WHAT TO PRODUCE:
Write out everything from the line containing "Objective — one point per instance of the wolf's lip" down to the line containing "Target: wolf's lip", both included, exactly as they appear.

SUPPLIED DATA:
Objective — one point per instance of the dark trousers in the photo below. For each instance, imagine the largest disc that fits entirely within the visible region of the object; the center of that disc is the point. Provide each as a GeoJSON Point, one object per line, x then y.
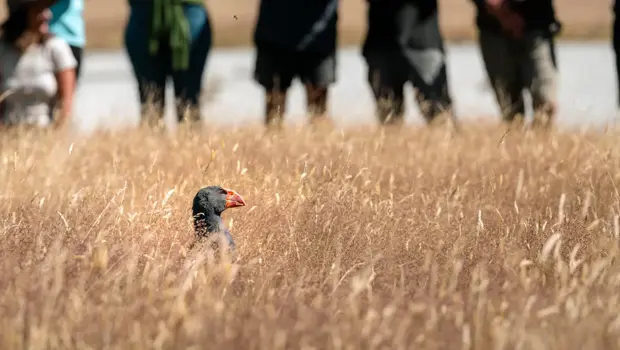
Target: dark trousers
--
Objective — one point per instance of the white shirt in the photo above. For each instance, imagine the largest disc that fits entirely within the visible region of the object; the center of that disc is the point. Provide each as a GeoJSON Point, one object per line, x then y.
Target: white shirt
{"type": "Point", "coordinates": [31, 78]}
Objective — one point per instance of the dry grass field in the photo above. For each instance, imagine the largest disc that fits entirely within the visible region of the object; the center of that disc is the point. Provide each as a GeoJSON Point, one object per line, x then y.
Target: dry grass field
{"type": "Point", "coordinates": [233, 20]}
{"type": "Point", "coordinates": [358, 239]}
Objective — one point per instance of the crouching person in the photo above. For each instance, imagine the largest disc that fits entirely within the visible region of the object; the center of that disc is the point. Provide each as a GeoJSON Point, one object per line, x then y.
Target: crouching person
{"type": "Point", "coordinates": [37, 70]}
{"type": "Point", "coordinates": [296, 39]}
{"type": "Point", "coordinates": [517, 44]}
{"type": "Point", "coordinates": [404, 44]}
--
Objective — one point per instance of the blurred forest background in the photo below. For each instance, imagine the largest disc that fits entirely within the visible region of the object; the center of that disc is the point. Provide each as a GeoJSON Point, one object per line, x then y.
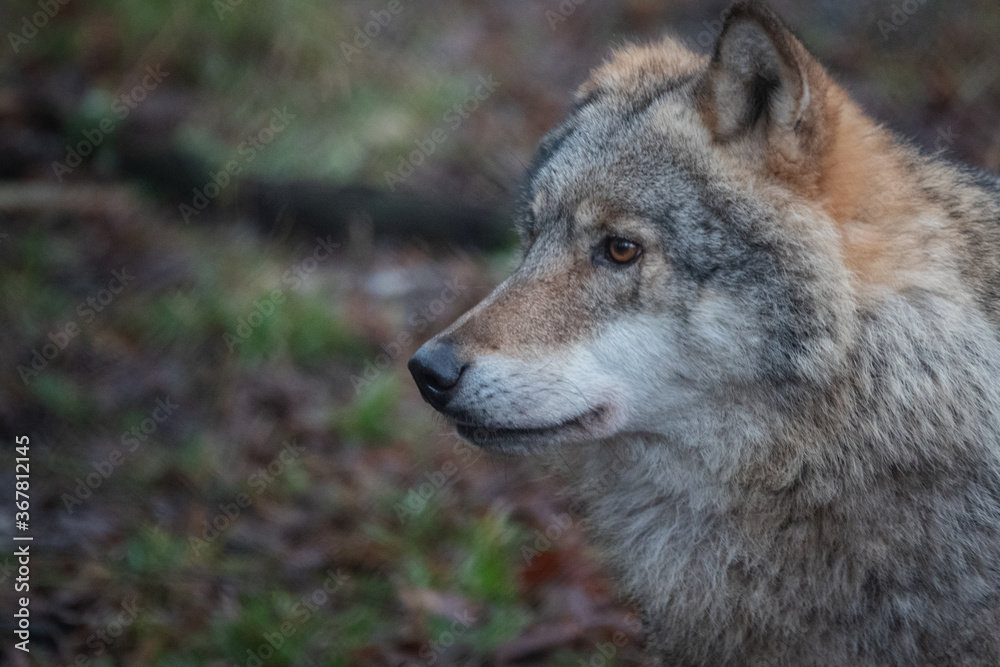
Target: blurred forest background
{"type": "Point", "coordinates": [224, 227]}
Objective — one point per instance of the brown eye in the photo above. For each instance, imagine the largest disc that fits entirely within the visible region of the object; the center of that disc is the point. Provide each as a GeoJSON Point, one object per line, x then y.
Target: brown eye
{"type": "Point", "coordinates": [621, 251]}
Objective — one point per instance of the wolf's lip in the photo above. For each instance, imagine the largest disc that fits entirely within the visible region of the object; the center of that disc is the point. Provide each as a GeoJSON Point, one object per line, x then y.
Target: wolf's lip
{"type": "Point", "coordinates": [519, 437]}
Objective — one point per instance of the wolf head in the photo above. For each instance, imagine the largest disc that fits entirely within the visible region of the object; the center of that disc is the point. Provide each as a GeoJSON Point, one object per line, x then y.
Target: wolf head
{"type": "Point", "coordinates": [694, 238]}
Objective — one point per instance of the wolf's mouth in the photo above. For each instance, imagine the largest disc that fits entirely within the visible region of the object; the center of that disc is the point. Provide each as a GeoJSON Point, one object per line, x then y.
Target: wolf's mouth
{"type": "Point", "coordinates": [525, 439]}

COMPLETED TASK:
Objective — one point per instance of the wolf's lip in the photo above. For each instance, imagine the largest disc that fits entirely within the visible region of the object; the center of that disc is the point. Provide each as a GeoJSON Point, one object per line, x then y.
Target: wolf's lip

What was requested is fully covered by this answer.